*RECORDS*:
— Start —
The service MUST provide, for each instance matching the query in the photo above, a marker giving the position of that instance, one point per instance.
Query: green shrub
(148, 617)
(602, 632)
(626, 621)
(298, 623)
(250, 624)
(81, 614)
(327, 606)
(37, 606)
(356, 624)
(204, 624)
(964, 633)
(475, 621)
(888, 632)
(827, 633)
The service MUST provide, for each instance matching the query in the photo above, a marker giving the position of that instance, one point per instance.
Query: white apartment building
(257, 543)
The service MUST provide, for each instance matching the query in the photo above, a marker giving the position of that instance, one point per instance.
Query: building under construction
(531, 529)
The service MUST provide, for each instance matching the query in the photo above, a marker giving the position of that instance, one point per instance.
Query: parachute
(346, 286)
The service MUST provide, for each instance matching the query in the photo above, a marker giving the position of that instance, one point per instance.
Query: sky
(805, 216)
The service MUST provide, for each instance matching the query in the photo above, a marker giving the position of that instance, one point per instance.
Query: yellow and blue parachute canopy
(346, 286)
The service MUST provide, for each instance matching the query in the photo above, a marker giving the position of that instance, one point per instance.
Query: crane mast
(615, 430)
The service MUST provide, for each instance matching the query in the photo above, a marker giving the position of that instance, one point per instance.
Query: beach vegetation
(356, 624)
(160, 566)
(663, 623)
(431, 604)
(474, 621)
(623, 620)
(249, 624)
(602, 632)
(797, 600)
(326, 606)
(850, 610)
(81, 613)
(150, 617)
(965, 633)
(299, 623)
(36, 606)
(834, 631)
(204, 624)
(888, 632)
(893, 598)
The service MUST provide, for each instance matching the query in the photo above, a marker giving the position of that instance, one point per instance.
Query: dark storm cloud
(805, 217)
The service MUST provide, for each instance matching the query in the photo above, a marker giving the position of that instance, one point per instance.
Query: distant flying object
— End —
*THE PROBLEM*: Return each entry from above without altering a single character.

*ANSWER BELOW*:
The service MUST provide, for each instance matching the query in the photo above, a marker giving the position of that instance, one point per instance.
Query: green shrub
(148, 617)
(602, 632)
(626, 621)
(298, 623)
(250, 624)
(81, 614)
(327, 606)
(37, 606)
(356, 624)
(204, 624)
(964, 633)
(475, 621)
(888, 632)
(827, 633)
The service MUST provide, for each instance matching the query in the photo above, a marker giving the position of that instance, one point per instance.
Query: white apartment building
(257, 543)
The service MUST provide, for each instance matching the query in the photo above, a marker giving the position of that instance, one point per instance.
Query: building under construction
(531, 529)
The service MUST provide, for each instance matching the query in the photo above, a marker giving the position of that instance, one point per instance.
Query: parachute
(346, 286)
The service MUST provide, for each instance matching the query in the photo above, a marker giving the position of that instance, one point per instance.
Query: sky
(805, 216)
The service MUST provide, for each instance matching the query in the photo above, a marker giving the position of that instance, one point per instance.
Query: yellow and blue parachute canopy
(346, 286)
The service MUST provide, for each instance matching the query in the photo above, a marker giving the position of that instance, one point per instance.
Query: crane mast
(615, 430)
The service MUST provide, for each instance matching the query in the photo above, a marker giving the position of that instance, one point per instance.
Query: beach vegetation
(356, 624)
(160, 566)
(663, 623)
(431, 604)
(474, 621)
(623, 620)
(249, 624)
(602, 632)
(797, 600)
(326, 606)
(850, 610)
(81, 613)
(150, 617)
(965, 633)
(299, 623)
(36, 606)
(834, 631)
(204, 624)
(888, 632)
(893, 598)
The service MUST provide, for each instance matching the query in the photo above, a marker giving the position of that instance, one point per instance.
Query: dark storm cloud
(805, 217)
The service MUST provide, for each instance matching the query in the photo above, a marker giving the position of that instance, one point per instance.
Query: distant flying object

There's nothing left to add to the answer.